> [TASK] Entries follow. Set all of them down as they stand.

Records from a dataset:
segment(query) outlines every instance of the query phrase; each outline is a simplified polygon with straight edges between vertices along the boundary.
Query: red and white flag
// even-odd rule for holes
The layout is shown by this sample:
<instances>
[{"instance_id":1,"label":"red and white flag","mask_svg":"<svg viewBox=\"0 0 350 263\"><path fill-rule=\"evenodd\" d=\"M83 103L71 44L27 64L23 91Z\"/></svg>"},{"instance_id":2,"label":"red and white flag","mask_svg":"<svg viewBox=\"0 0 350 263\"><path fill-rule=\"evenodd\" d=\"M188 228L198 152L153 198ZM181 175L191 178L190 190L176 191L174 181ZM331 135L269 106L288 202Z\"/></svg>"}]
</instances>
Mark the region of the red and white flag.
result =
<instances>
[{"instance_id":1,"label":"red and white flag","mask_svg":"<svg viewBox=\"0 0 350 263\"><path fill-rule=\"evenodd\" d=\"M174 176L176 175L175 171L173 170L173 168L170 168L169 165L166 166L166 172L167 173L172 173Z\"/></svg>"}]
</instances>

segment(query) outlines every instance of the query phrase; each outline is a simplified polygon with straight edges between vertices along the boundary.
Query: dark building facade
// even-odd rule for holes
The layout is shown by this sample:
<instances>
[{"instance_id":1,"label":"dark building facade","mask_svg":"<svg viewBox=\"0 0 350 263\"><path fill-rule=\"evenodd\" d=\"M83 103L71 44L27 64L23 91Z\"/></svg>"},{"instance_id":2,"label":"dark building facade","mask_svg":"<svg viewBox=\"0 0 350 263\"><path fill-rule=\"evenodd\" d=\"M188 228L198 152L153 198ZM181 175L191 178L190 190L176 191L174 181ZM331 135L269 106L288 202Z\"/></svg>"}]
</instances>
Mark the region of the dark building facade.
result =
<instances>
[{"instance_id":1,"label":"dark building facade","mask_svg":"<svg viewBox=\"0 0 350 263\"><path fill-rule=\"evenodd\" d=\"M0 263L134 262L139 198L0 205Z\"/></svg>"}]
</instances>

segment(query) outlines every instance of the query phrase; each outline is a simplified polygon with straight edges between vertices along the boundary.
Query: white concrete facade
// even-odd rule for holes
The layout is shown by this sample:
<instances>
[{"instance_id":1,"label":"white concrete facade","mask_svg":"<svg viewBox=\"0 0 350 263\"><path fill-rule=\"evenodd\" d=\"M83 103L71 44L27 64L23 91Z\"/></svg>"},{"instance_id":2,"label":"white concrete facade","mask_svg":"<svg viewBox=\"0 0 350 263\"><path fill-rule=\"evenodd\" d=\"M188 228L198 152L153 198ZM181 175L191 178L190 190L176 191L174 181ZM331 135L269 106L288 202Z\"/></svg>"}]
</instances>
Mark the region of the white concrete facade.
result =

> [SOLUTION FOR THIS TASK]
segment(query) outlines every instance of the query phrase; each outline is a simplified polygon with straight edges between vertices along the boundary.
Query: red and white flag
// even-odd rule for holes
The layout is shown by this sample:
<instances>
[{"instance_id":1,"label":"red and white flag","mask_svg":"<svg viewBox=\"0 0 350 263\"><path fill-rule=\"evenodd\" d=\"M83 103L71 44L27 64L23 91Z\"/></svg>"},{"instance_id":2,"label":"red and white flag","mask_svg":"<svg viewBox=\"0 0 350 263\"><path fill-rule=\"evenodd\" d=\"M188 228L198 152L153 198ZM181 175L191 178L190 190L176 191L174 181ZM331 135L269 106L288 202Z\"/></svg>"}]
</instances>
Mark the region of the red and white flag.
result =
<instances>
[{"instance_id":1,"label":"red and white flag","mask_svg":"<svg viewBox=\"0 0 350 263\"><path fill-rule=\"evenodd\" d=\"M174 176L176 175L175 171L173 170L173 168L170 168L169 165L166 166L166 172L167 173L172 173Z\"/></svg>"}]
</instances>

segment(query) outlines every instance of the query phrase; each outline is a simplified polygon with straight edges between vertices along the boundary.
Query: dark building facade
// even-odd rule for holes
The layout is shown by this sample:
<instances>
[{"instance_id":1,"label":"dark building facade","mask_svg":"<svg viewBox=\"0 0 350 263\"><path fill-rule=\"evenodd\" d=\"M83 103L71 44L27 64L23 91Z\"/></svg>"},{"instance_id":2,"label":"dark building facade","mask_svg":"<svg viewBox=\"0 0 350 263\"><path fill-rule=\"evenodd\" d=\"M188 228L198 152L153 198ZM181 175L191 178L190 190L176 191L174 181ZM331 135L269 106L288 202Z\"/></svg>"}]
</instances>
Mark the region of the dark building facade.
result =
<instances>
[{"instance_id":1,"label":"dark building facade","mask_svg":"<svg viewBox=\"0 0 350 263\"><path fill-rule=\"evenodd\" d=\"M0 263L134 262L139 198L0 205Z\"/></svg>"}]
</instances>

segment(query) outlines every instance of the query phrase; each outline is a simplified polygon with straight edges between vertices along the boundary.
Query: white concrete facade
// even-odd rule for holes
The layout is shown by this sample:
<instances>
[{"instance_id":1,"label":"white concrete facade","mask_svg":"<svg viewBox=\"0 0 350 263\"><path fill-rule=\"evenodd\" d=\"M83 103L71 44L27 64L23 91Z\"/></svg>"},{"instance_id":2,"label":"white concrete facade","mask_svg":"<svg viewBox=\"0 0 350 263\"><path fill-rule=\"evenodd\" d=\"M188 228L198 152L153 198ZM181 175L191 178L190 190L176 191L174 181ZM331 135L269 106L288 202Z\"/></svg>"}]
</instances>
Mark the region of the white concrete facade.
result =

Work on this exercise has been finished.